Problem statement: Look through the records below and collect all lines that hold the string "umbrella".

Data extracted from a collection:
+++

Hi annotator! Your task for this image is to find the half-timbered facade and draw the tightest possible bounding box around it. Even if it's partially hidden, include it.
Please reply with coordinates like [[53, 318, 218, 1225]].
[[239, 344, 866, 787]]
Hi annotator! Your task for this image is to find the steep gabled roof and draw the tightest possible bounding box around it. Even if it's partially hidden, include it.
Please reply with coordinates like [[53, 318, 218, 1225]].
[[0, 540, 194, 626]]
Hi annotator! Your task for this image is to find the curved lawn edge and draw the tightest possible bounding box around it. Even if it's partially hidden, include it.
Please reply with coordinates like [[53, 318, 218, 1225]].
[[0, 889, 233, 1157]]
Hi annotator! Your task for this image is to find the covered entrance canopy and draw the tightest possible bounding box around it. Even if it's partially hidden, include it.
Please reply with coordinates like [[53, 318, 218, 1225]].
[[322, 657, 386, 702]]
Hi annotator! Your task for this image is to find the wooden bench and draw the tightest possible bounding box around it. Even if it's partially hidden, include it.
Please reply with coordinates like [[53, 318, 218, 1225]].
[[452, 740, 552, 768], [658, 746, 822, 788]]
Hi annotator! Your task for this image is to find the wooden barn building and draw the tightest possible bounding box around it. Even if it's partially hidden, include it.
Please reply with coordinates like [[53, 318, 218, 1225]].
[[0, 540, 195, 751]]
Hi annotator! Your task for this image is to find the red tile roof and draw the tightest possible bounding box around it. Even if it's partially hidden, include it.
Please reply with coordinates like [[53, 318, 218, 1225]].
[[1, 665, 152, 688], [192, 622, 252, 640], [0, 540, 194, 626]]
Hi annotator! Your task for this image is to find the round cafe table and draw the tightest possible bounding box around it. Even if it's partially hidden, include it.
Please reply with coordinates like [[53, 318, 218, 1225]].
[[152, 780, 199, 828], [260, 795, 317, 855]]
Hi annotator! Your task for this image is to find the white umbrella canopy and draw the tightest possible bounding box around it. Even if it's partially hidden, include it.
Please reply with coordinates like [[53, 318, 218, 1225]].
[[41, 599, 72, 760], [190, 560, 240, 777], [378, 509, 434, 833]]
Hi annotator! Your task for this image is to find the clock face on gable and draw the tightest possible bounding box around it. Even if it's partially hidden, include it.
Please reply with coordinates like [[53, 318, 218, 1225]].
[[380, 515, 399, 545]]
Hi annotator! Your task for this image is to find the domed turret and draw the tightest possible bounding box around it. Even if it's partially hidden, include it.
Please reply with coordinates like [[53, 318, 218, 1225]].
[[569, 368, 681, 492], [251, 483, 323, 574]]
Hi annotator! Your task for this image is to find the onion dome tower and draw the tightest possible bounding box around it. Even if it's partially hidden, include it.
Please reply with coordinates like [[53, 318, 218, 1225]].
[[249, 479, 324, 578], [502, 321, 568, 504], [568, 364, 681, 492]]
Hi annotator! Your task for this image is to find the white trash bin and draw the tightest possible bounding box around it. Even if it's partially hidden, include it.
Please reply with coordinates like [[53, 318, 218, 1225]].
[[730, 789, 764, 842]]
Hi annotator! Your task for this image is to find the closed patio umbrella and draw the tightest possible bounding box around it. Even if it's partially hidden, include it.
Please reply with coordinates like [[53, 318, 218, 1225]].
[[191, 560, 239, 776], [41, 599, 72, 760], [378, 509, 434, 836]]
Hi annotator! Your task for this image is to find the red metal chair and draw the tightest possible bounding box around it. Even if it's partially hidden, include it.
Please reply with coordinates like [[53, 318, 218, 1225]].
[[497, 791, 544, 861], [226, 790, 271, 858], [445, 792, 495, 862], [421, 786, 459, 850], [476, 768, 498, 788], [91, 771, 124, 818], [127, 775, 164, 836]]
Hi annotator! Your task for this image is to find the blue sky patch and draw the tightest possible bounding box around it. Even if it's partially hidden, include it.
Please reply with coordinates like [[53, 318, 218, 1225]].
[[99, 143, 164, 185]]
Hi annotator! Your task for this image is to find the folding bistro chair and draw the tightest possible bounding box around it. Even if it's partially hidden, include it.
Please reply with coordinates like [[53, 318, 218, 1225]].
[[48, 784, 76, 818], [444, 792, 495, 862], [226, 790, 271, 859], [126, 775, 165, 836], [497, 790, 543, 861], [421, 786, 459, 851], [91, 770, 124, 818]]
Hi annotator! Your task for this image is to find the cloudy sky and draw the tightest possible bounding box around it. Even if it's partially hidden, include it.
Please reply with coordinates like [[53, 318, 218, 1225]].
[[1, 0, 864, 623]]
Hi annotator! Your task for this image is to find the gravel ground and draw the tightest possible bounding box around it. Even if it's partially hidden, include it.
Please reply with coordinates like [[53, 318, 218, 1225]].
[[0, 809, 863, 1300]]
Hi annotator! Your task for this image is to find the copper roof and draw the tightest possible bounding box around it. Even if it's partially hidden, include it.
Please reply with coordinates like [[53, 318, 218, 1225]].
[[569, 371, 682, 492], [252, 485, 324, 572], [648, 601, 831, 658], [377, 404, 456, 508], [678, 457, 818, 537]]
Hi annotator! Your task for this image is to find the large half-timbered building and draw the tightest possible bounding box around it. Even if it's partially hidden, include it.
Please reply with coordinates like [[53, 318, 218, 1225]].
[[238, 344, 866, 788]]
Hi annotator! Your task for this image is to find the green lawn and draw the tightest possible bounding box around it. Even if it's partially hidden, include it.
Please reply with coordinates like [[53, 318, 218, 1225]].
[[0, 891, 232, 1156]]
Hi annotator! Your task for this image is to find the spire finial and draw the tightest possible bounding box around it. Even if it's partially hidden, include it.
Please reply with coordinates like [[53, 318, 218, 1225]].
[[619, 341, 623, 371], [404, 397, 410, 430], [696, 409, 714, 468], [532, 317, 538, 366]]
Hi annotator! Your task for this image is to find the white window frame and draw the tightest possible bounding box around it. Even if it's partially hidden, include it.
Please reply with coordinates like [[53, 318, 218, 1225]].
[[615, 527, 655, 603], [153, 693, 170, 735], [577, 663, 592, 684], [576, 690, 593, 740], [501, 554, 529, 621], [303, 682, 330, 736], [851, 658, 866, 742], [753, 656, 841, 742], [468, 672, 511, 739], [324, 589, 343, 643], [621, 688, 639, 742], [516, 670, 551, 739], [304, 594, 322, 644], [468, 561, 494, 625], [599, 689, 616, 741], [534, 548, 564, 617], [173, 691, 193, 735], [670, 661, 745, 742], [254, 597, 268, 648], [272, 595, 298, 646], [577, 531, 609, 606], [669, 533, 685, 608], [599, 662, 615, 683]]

+++

Result of the task:
Hi annotator! Your task for this image is to find the white umbrella canopy and draw the tightest possible bounding box around it. Even if it's partially hidden, include it.
Hi annotator! Your task for this image is to find the closed patio umbrella and draw the tightest possible bounding box around it. Even if it's partially hidden, include it.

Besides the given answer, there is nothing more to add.